__Liste des activités__.
a) Répondez en une ligne à chaque question sur le texte de la greffe de foie.
(i) Où la jeune fille a-t-elle été transportée après la transplantation ?
(ii) Quelle capacité du foie l'hépatologue met-il en avant ?
(iii) De quel côté se trouvait la solution cherchée par le Dr Paganelli ?
b) Recopiez le passage du texte sur la greffe de foie qui commence à « La greffe de » et se termine à « des contrôles périodiques. ».
c) Écrivez la suite du texte sur la greffe de foie, à partir de l'endroit où il s'arrête.

__Extrait du texte__.
----------------------------------------
La greffe de foie et ses complications

La jeune fille en question a survécu à la transplantation et a été ensuite transportée au CHU Sainte-Justine, où elle a été prise en charge par le Dr Paganelli. Après des années, elle se porte bien, mais elle dépend de traitements continus et doit se soumettre à des contrôles périodiques.

«Il faut considérer que la greffe est une chirurgie complexe, avec encore une mortalité importante, des complications assez lourdes à court et à long termes et la prise à vie de médicaments immunosuppresseurs, explique l’hépatologue. C’est frustrant dans le cas de l’IHA, car le foie possède une excellente capacité de régénération, ce qui lui permettrait de guérir par lui-même – si seulement on était capables de garder la personne en vie le temps requis.»

Face à ces difficultés, le Dr Paganelli a voulu trouver une solution à la fois plus efficace et moins invasive. Et cette solution se trouvait du côté de la thérapie cellulaire.
----------------------------------------
__Données présentées__.
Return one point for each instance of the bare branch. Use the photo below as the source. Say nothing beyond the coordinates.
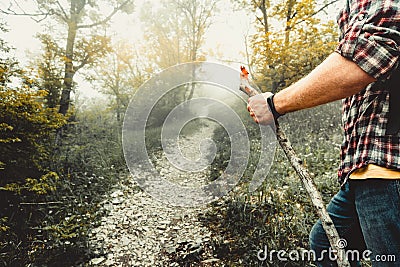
(83, 63)
(108, 18)
(318, 11)
(64, 15)
(33, 16)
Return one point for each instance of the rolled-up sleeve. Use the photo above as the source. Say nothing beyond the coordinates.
(371, 37)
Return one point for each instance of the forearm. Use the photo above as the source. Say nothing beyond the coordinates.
(335, 78)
----------------------------------------
__Réponses point__.
a)
(i) Au CHU Sainte-Justine.
(ii) Une excellente capacité de régénération.
(iii) Du côté de la thérapie cellulaire.

b)
La greffe de foie et ses complications

La jeune fille en question a survécu à la transplantation et a été ensuite transportée au CHU Sainte-Justine, où elle a été prise en charge par le Dr Paganelli. Après des années, elle se porte bien, mais elle dépend de traitements continus et doit se soumettre à des contrôles périodiques.

c)
«La technologie que nous avons élaborée au CHU Sainte-Justine était extrêmement prometteuse, relate le médecin chercheur. Or, pour qu’une telle innovation puisse éventuellement devenir disponible auprès des patients, nous devons faire la preuve que les processus sont sécuritaires et optimaux. Nous avons ainsi fondé Morphocell Technologies en 2018 afin d’être en mesure de développer la technologie et les procédés nécessaires pour produire et réaliser des tests à plus grande échelle. Notre objectif a toujours été d’aider nos patients et de sauver des vies.»

Aujourd’hui, cette thérapie cellulaire nommée ReLiverMC fait ses preuves. Les essais cliniques ont démontré qu’elle accélère la régénération du foie. Dès que ce processus est complété, le «timbre» est simplement retiré et le foie, guéri. «À terme, j’ai confiance que nous serons en mesure d’éviter jusqu’à 80 % des greffes de foie chez nos patients atteints d’IHA», se félicite le médecin.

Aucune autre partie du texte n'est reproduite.